EXERCISE PROMPT. Reproduce the entries from the start through the line containing "180 280 L 161", inclusive, raising every coordinate in the traced outlines by 114 and leaving all other text and numbers, including the sample paths, unchanged. Leave out the pictures.

DATA FOR THE TASK.

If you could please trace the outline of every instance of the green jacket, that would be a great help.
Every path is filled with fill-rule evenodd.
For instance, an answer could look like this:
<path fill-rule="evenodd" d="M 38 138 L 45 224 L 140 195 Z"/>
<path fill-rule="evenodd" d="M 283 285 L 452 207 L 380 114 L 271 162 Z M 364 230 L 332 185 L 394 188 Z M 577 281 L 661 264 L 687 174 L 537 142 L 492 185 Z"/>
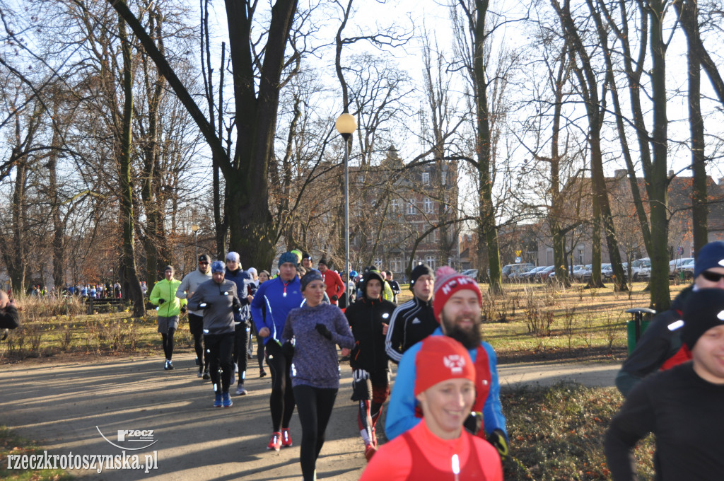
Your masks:
<path fill-rule="evenodd" d="M 180 280 L 161 279 L 153 285 L 148 298 L 151 304 L 159 306 L 159 315 L 161 317 L 173 317 L 181 312 L 181 306 L 186 305 L 186 299 L 176 297 L 176 290 L 181 285 Z M 164 299 L 162 304 L 159 304 L 159 299 Z"/>

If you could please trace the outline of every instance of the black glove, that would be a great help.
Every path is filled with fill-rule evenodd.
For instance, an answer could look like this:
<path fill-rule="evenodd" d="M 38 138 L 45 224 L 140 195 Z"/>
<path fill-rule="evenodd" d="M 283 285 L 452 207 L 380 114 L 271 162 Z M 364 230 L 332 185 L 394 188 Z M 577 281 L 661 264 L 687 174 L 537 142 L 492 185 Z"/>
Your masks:
<path fill-rule="evenodd" d="M 292 341 L 287 340 L 282 345 L 282 352 L 287 359 L 291 359 L 294 356 L 294 344 Z"/>
<path fill-rule="evenodd" d="M 473 436 L 476 435 L 478 432 L 480 432 L 480 428 L 482 427 L 482 424 L 483 414 L 481 412 L 476 412 L 475 411 L 473 411 L 468 414 L 468 417 L 465 418 L 465 421 L 463 422 L 463 427 L 464 427 Z"/>
<path fill-rule="evenodd" d="M 488 435 L 488 443 L 493 445 L 493 448 L 497 450 L 500 455 L 500 460 L 505 461 L 508 457 L 508 440 L 505 435 L 500 430 L 493 430 L 493 432 Z"/>
<path fill-rule="evenodd" d="M 316 326 L 314 326 L 314 329 L 316 329 L 316 331 L 320 334 L 321 334 L 323 336 L 324 336 L 329 340 L 332 340 L 332 332 L 324 324 L 317 324 Z"/>

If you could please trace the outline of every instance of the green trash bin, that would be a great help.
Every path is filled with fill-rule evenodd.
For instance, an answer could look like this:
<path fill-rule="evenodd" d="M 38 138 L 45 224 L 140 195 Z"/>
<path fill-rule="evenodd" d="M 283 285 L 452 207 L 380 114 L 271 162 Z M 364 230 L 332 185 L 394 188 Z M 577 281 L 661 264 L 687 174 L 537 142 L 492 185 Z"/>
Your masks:
<path fill-rule="evenodd" d="M 649 323 L 651 322 L 651 317 L 656 314 L 656 311 L 646 307 L 636 307 L 627 309 L 626 312 L 632 314 L 634 317 L 634 319 L 626 322 L 628 355 L 631 356 L 631 354 L 634 352 L 634 349 L 636 348 L 636 345 L 638 343 L 639 340 L 641 339 L 644 331 L 649 327 Z M 647 320 L 644 320 L 644 316 L 647 317 Z"/>

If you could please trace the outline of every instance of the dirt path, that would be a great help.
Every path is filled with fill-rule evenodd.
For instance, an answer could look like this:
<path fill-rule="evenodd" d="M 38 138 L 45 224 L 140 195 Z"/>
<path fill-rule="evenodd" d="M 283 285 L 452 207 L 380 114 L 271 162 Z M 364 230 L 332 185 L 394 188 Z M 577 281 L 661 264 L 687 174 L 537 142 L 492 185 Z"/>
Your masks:
<path fill-rule="evenodd" d="M 160 356 L 93 364 L 49 363 L 0 367 L 0 423 L 35 440 L 49 453 L 118 455 L 109 440 L 144 456 L 156 452 L 157 469 L 72 471 L 87 480 L 300 480 L 298 418 L 292 418 L 294 447 L 277 454 L 266 446 L 271 434 L 269 376 L 249 371 L 249 394 L 232 395 L 229 409 L 211 406 L 211 385 L 196 377 L 188 354 L 164 372 Z M 618 365 L 510 364 L 500 367 L 501 385 L 550 384 L 570 379 L 588 385 L 613 385 Z M 268 372 L 268 369 L 267 369 Z M 356 406 L 350 401 L 351 371 L 342 367 L 342 388 L 317 461 L 318 479 L 359 478 L 365 466 L 357 430 Z M 504 406 L 505 407 L 505 406 Z M 384 421 L 384 420 L 383 420 Z M 96 428 L 96 426 L 98 427 Z M 119 430 L 153 430 L 152 446 L 117 441 Z"/>

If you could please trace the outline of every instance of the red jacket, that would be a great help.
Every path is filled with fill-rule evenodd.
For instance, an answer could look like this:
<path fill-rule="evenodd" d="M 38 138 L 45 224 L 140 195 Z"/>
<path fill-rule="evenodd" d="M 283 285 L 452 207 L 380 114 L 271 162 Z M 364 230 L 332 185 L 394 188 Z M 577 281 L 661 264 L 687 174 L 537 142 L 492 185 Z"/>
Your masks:
<path fill-rule="evenodd" d="M 340 275 L 331 269 L 327 269 L 324 272 L 320 271 L 320 273 L 322 280 L 327 285 L 327 295 L 329 297 L 329 302 L 336 306 L 336 299 L 342 297 L 345 292 L 345 283 L 342 282 L 342 277 L 340 277 Z M 332 296 L 336 296 L 336 299 L 332 298 Z"/>

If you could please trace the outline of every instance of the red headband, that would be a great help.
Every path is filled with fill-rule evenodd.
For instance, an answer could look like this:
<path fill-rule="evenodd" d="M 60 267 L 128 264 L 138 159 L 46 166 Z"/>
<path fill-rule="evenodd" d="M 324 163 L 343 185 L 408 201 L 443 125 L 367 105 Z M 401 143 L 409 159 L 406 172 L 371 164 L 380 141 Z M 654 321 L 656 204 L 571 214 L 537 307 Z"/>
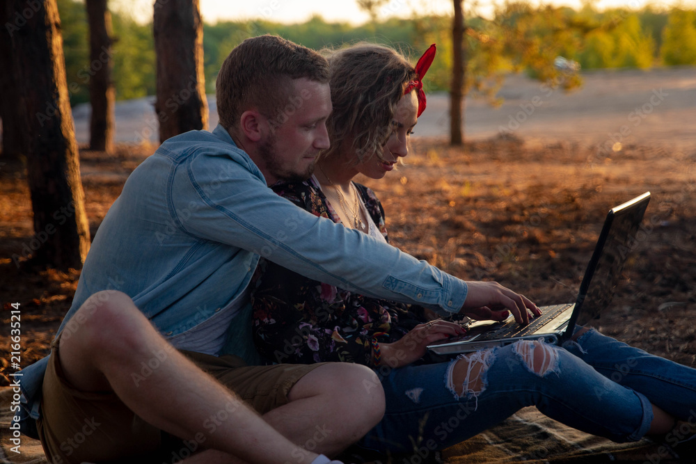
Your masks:
<path fill-rule="evenodd" d="M 405 95 L 414 88 L 416 89 L 416 94 L 418 97 L 419 117 L 425 111 L 425 93 L 423 92 L 423 77 L 428 72 L 428 69 L 430 67 L 430 65 L 432 64 L 434 59 L 435 59 L 435 44 L 431 45 L 430 48 L 426 50 L 423 56 L 418 60 L 418 64 L 416 65 L 416 74 L 418 77 L 406 84 L 406 90 L 404 92 L 404 95 Z"/>

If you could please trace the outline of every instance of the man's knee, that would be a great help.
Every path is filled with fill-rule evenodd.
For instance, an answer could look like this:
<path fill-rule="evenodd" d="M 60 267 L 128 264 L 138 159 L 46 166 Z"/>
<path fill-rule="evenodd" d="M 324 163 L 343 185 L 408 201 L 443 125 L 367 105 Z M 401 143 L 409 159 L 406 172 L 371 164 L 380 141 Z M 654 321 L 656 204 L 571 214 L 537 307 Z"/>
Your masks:
<path fill-rule="evenodd" d="M 345 403 L 347 407 L 361 406 L 378 420 L 384 414 L 384 390 L 372 369 L 351 362 L 329 362 L 315 370 L 321 376 L 323 392 L 349 400 Z"/>
<path fill-rule="evenodd" d="M 125 294 L 116 290 L 98 291 L 88 298 L 65 323 L 61 343 L 74 335 L 84 342 L 100 344 L 109 339 L 123 339 L 134 334 L 134 324 L 146 321 Z"/>
<path fill-rule="evenodd" d="M 558 369 L 558 351 L 554 345 L 524 340 L 514 344 L 514 351 L 528 369 L 540 377 Z"/>

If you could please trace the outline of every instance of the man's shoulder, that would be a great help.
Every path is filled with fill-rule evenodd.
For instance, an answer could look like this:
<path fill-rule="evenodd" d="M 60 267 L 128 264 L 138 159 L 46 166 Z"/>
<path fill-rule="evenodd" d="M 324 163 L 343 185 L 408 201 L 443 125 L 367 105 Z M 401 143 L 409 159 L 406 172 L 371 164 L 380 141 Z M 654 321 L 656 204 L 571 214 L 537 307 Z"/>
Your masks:
<path fill-rule="evenodd" d="M 238 165 L 255 177 L 262 177 L 258 168 L 246 152 L 239 148 L 221 126 L 213 131 L 189 131 L 166 140 L 152 157 L 175 166 L 187 164 L 194 172 L 207 170 L 228 171 Z M 230 161 L 233 164 L 230 165 Z M 143 163 L 145 164 L 145 163 Z M 149 164 L 149 163 L 148 163 Z M 236 169 L 236 168 L 235 168 Z"/>
<path fill-rule="evenodd" d="M 235 145 L 232 138 L 223 129 L 221 130 L 220 126 L 216 127 L 212 132 L 204 130 L 189 131 L 175 136 L 164 141 L 155 152 L 175 159 L 200 152 L 248 157 L 244 150 Z"/>

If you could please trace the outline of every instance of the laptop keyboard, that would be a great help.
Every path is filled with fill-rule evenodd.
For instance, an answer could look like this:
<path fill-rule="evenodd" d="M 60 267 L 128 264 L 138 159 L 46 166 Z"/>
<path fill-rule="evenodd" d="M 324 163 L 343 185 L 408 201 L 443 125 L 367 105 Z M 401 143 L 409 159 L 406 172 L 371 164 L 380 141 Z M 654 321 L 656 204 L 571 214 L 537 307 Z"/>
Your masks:
<path fill-rule="evenodd" d="M 504 323 L 498 328 L 481 334 L 476 337 L 476 341 L 491 340 L 509 337 L 521 337 L 533 333 L 572 305 L 573 303 L 563 303 L 562 305 L 544 306 L 543 308 L 544 313 L 539 317 L 531 319 L 526 326 L 521 326 L 514 319 L 511 319 L 509 321 Z"/>

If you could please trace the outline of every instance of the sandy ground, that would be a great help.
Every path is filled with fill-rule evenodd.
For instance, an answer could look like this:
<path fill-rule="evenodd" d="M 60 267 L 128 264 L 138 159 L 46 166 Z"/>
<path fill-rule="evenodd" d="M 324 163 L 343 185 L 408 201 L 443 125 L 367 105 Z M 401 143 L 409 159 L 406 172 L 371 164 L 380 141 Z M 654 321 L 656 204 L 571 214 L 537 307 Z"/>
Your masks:
<path fill-rule="evenodd" d="M 521 74 L 509 76 L 498 93 L 504 99 L 499 107 L 467 99 L 465 134 L 479 139 L 505 131 L 526 141 L 696 147 L 696 68 L 602 70 L 582 77 L 582 87 L 567 93 Z M 157 141 L 154 101 L 150 97 L 116 104 L 117 142 Z M 208 102 L 214 128 L 218 120 L 214 96 Z M 448 136 L 448 109 L 446 94 L 429 95 L 418 135 Z M 81 143 L 89 139 L 89 111 L 86 104 L 74 111 Z"/>

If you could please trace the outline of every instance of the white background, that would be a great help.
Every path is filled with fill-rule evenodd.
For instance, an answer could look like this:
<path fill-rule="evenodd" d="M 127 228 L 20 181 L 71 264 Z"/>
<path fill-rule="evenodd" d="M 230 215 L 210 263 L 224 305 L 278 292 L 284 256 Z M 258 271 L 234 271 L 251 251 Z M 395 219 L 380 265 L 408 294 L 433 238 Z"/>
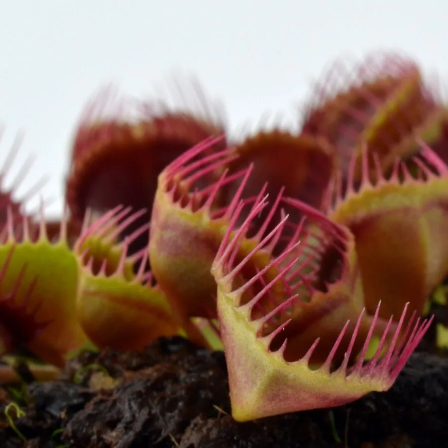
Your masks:
<path fill-rule="evenodd" d="M 448 77 L 448 3 L 0 0 L 0 159 L 26 132 L 6 180 L 34 154 L 19 193 L 47 175 L 57 214 L 77 120 L 110 81 L 139 96 L 157 94 L 173 73 L 195 74 L 224 102 L 231 130 L 256 129 L 266 112 L 294 117 L 334 58 L 378 48 L 403 50 Z"/>

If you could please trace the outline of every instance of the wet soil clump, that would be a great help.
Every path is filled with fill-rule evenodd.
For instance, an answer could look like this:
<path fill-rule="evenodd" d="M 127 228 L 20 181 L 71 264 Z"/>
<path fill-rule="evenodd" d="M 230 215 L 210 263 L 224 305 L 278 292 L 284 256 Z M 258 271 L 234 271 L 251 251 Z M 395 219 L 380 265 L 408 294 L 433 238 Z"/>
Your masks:
<path fill-rule="evenodd" d="M 11 400 L 25 415 L 17 417 Z M 139 352 L 85 352 L 56 381 L 0 387 L 4 448 L 448 447 L 448 358 L 414 353 L 387 392 L 238 423 L 224 353 L 181 337 Z"/>

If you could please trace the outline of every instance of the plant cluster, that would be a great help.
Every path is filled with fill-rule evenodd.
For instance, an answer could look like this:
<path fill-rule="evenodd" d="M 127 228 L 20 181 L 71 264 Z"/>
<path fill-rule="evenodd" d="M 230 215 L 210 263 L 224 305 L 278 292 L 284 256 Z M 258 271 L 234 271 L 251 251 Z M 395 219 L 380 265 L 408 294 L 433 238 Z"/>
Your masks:
<path fill-rule="evenodd" d="M 239 421 L 388 390 L 448 274 L 441 94 L 399 54 L 339 59 L 300 131 L 237 141 L 193 87 L 95 98 L 60 222 L 2 189 L 2 352 L 62 367 L 181 335 L 224 349 Z"/>

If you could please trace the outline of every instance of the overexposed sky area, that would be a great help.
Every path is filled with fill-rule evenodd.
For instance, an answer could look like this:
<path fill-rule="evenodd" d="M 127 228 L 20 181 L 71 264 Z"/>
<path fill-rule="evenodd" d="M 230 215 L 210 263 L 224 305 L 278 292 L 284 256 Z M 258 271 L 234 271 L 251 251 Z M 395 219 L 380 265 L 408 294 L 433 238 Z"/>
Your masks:
<path fill-rule="evenodd" d="M 167 76 L 196 75 L 224 102 L 231 131 L 256 129 L 266 112 L 294 117 L 340 55 L 401 50 L 448 81 L 447 17 L 442 0 L 3 0 L 0 160 L 25 132 L 6 181 L 35 155 L 19 192 L 48 176 L 48 210 L 60 212 L 77 120 L 111 81 L 140 97 Z"/>

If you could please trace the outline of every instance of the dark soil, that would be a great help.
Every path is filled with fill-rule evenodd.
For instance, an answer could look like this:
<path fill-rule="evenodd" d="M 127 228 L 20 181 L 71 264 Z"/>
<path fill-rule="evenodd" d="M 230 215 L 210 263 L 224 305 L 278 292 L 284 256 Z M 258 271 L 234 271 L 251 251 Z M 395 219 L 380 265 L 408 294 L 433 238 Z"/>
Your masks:
<path fill-rule="evenodd" d="M 120 384 L 80 370 L 93 364 Z M 83 353 L 59 380 L 32 383 L 22 398 L 26 416 L 14 421 L 26 442 L 4 415 L 10 391 L 0 388 L 2 448 L 448 447 L 448 358 L 426 352 L 413 355 L 387 392 L 247 423 L 229 415 L 224 354 L 180 337 L 140 352 Z"/>

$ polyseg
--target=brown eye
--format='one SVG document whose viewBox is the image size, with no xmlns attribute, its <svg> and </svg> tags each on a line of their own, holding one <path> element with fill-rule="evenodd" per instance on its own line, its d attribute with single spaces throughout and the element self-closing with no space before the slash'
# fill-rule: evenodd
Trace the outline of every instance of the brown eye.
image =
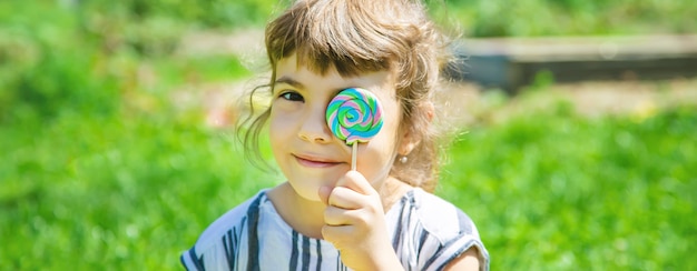
<svg viewBox="0 0 697 271">
<path fill-rule="evenodd" d="M 305 101 L 303 96 L 298 94 L 297 92 L 285 92 L 281 94 L 281 98 L 286 99 L 288 101 L 300 101 L 300 102 Z"/>
</svg>

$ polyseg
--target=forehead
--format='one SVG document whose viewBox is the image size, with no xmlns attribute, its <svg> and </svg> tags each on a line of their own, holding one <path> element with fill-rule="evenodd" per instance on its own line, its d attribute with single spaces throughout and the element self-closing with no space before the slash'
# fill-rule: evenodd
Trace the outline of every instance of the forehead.
<svg viewBox="0 0 697 271">
<path fill-rule="evenodd" d="M 317 72 L 297 61 L 296 54 L 278 60 L 276 66 L 276 83 L 296 84 L 295 87 L 313 90 L 338 90 L 360 87 L 373 92 L 394 94 L 393 77 L 390 71 L 362 72 L 355 76 L 342 76 L 335 67 L 328 67 L 325 72 Z M 391 91 L 387 91 L 391 90 Z"/>
</svg>

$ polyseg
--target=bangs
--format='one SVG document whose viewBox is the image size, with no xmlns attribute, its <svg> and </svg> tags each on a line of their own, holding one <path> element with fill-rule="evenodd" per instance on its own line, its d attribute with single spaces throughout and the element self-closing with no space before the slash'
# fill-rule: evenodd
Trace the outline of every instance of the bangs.
<svg viewBox="0 0 697 271">
<path fill-rule="evenodd" d="M 336 68 L 342 77 L 389 70 L 399 53 L 395 26 L 381 23 L 361 1 L 300 1 L 266 28 L 266 50 L 272 68 L 296 53 L 297 64 L 326 74 Z M 371 10 L 371 9 L 367 9 Z"/>
</svg>

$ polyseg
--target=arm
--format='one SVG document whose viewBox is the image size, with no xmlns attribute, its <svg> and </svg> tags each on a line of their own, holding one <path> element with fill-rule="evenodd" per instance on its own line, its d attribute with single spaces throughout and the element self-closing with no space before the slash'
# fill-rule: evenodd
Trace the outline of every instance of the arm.
<svg viewBox="0 0 697 271">
<path fill-rule="evenodd" d="M 471 247 L 460 257 L 452 260 L 448 265 L 445 265 L 445 270 L 453 271 L 478 271 L 479 270 L 479 250 L 477 248 Z"/>
<path fill-rule="evenodd" d="M 380 194 L 357 171 L 348 171 L 335 188 L 322 188 L 326 204 L 323 238 L 341 251 L 353 270 L 403 270 L 392 249 Z"/>
</svg>

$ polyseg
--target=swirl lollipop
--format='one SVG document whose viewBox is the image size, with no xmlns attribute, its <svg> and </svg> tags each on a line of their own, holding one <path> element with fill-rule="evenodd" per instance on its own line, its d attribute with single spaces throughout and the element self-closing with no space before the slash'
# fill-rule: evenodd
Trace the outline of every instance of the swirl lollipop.
<svg viewBox="0 0 697 271">
<path fill-rule="evenodd" d="M 326 108 L 326 123 L 332 133 L 353 148 L 351 169 L 356 169 L 359 142 L 367 142 L 382 128 L 382 108 L 367 90 L 348 88 L 332 99 Z"/>
</svg>

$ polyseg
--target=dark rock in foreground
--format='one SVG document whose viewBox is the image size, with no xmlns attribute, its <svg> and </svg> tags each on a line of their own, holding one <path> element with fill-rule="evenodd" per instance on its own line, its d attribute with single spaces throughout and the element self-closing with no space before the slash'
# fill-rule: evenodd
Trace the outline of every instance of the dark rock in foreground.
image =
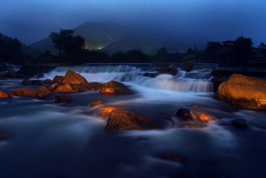
<svg viewBox="0 0 266 178">
<path fill-rule="evenodd" d="M 236 119 L 233 121 L 233 126 L 238 128 L 247 128 L 248 121 L 244 119 Z"/>
<path fill-rule="evenodd" d="M 263 79 L 233 74 L 220 84 L 214 97 L 234 107 L 266 110 L 266 81 Z"/>
<path fill-rule="evenodd" d="M 96 101 L 93 102 L 90 105 L 91 107 L 93 107 L 97 105 L 99 105 L 102 104 L 102 101 L 100 100 L 97 100 Z"/>
<path fill-rule="evenodd" d="M 54 97 L 56 103 L 69 103 L 71 102 L 71 99 L 68 94 L 56 95 Z"/>
<path fill-rule="evenodd" d="M 149 118 L 129 111 L 114 110 L 110 112 L 105 129 L 113 130 L 146 130 L 154 128 Z"/>
<path fill-rule="evenodd" d="M 121 83 L 112 81 L 105 83 L 101 88 L 100 92 L 110 94 L 132 94 L 132 91 Z"/>
<path fill-rule="evenodd" d="M 62 81 L 64 84 L 67 82 L 71 84 L 79 85 L 87 84 L 88 81 L 80 75 L 72 70 L 69 70 L 65 75 Z"/>
<path fill-rule="evenodd" d="M 44 86 L 39 87 L 36 89 L 35 92 L 36 96 L 39 98 L 49 96 L 53 93 L 51 90 Z"/>
<path fill-rule="evenodd" d="M 11 97 L 12 97 L 12 96 L 5 91 L 0 90 L 0 99 L 9 98 Z"/>
</svg>

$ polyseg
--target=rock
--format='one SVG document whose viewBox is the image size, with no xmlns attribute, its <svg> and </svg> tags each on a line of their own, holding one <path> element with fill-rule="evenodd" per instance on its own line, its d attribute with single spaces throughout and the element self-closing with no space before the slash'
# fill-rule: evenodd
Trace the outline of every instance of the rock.
<svg viewBox="0 0 266 178">
<path fill-rule="evenodd" d="M 86 84 L 83 84 L 81 85 L 81 87 L 88 88 L 91 89 L 100 89 L 102 87 L 103 87 L 103 84 L 100 84 L 97 82 L 93 82 L 92 83 L 88 83 Z"/>
<path fill-rule="evenodd" d="M 233 121 L 232 123 L 234 127 L 239 128 L 247 128 L 248 121 L 243 119 L 236 119 Z"/>
<path fill-rule="evenodd" d="M 102 101 L 98 100 L 96 101 L 94 101 L 92 103 L 91 103 L 91 104 L 90 105 L 90 107 L 94 106 L 101 104 L 102 104 Z"/>
<path fill-rule="evenodd" d="M 54 89 L 56 89 L 59 87 L 59 85 L 57 84 L 53 84 L 51 86 L 51 87 Z"/>
<path fill-rule="evenodd" d="M 34 85 L 42 85 L 39 80 L 34 80 L 32 81 L 32 84 Z"/>
<path fill-rule="evenodd" d="M 44 86 L 40 87 L 35 90 L 36 96 L 39 98 L 47 97 L 51 95 L 53 92 Z"/>
<path fill-rule="evenodd" d="M 233 74 L 220 84 L 214 95 L 235 108 L 266 110 L 266 81 L 263 79 Z"/>
<path fill-rule="evenodd" d="M 211 81 L 213 83 L 213 91 L 216 92 L 218 90 L 220 85 L 226 81 L 226 79 L 220 76 L 212 78 Z"/>
<path fill-rule="evenodd" d="M 44 82 L 43 82 L 43 84 L 52 84 L 53 81 L 51 79 L 45 79 Z"/>
<path fill-rule="evenodd" d="M 31 89 L 21 88 L 13 90 L 10 93 L 13 96 L 35 97 L 36 93 L 35 90 Z"/>
<path fill-rule="evenodd" d="M 63 79 L 64 79 L 64 76 L 55 76 L 54 77 L 54 79 L 53 80 L 53 82 L 54 83 L 55 83 L 55 84 L 61 84 L 61 83 L 62 83 L 62 81 L 63 81 Z"/>
<path fill-rule="evenodd" d="M 193 62 L 191 61 L 188 61 L 185 63 L 181 64 L 180 66 L 180 69 L 183 71 L 186 72 L 191 71 L 193 68 Z"/>
<path fill-rule="evenodd" d="M 65 84 L 64 86 L 59 86 L 55 89 L 55 93 L 74 93 L 76 91 L 74 90 L 74 87 L 69 83 L 67 82 Z"/>
<path fill-rule="evenodd" d="M 10 98 L 12 96 L 7 93 L 5 91 L 0 90 L 0 99 Z"/>
<path fill-rule="evenodd" d="M 88 81 L 80 75 L 74 71 L 69 70 L 65 75 L 62 83 L 68 82 L 71 84 L 79 85 L 87 84 Z"/>
<path fill-rule="evenodd" d="M 77 85 L 74 86 L 74 90 L 76 92 L 86 92 L 90 91 L 89 89 Z"/>
<path fill-rule="evenodd" d="M 216 119 L 215 116 L 198 109 L 192 111 L 187 108 L 181 108 L 176 112 L 176 114 L 187 121 L 207 122 Z"/>
<path fill-rule="evenodd" d="M 56 103 L 69 103 L 71 102 L 71 98 L 68 94 L 56 95 L 54 96 L 54 100 Z"/>
<path fill-rule="evenodd" d="M 164 67 L 160 69 L 160 72 L 164 74 L 168 74 L 174 76 L 178 73 L 178 70 L 176 68 Z"/>
<path fill-rule="evenodd" d="M 6 77 L 8 78 L 16 78 L 17 77 L 17 73 L 16 71 L 12 68 L 9 68 L 7 71 L 6 74 Z"/>
<path fill-rule="evenodd" d="M 132 112 L 114 110 L 109 114 L 105 129 L 109 131 L 130 130 L 154 128 L 152 121 L 145 116 Z"/>
<path fill-rule="evenodd" d="M 187 120 L 192 120 L 194 119 L 190 111 L 187 108 L 179 109 L 176 112 L 176 115 Z"/>
<path fill-rule="evenodd" d="M 112 81 L 105 83 L 100 89 L 101 93 L 132 94 L 132 91 L 121 83 Z"/>
<path fill-rule="evenodd" d="M 29 79 L 24 79 L 22 81 L 22 84 L 26 85 L 32 85 L 32 82 Z"/>
</svg>

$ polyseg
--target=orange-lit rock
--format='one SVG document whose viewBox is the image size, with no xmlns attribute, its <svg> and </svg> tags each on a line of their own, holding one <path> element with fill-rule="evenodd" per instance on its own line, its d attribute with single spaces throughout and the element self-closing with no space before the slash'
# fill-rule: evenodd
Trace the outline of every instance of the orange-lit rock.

CORRECT ANSWER.
If you could please trace the outline of every instance of the green jacket, that would be a great help.
Every path is filled with fill-rule evenodd.
For instance, an answer could look like this:
<path fill-rule="evenodd" d="M 38 138 L 45 224 L 140 195 Z"/>
<path fill-rule="evenodd" d="M 283 285 L 452 207 L 380 114 L 271 162 Z M 364 230 L 332 185 L 394 188 Z M 577 281 L 661 264 L 687 174 L 537 142 L 492 185 Z"/>
Your masks:
<path fill-rule="evenodd" d="M 294 394 L 275 393 L 267 399 L 262 412 L 265 418 L 273 420 L 273 429 L 275 431 L 287 431 L 295 426 L 295 420 L 300 419 L 300 413 L 290 411 L 290 404 L 295 399 Z M 278 413 L 276 418 L 273 418 L 273 413 Z"/>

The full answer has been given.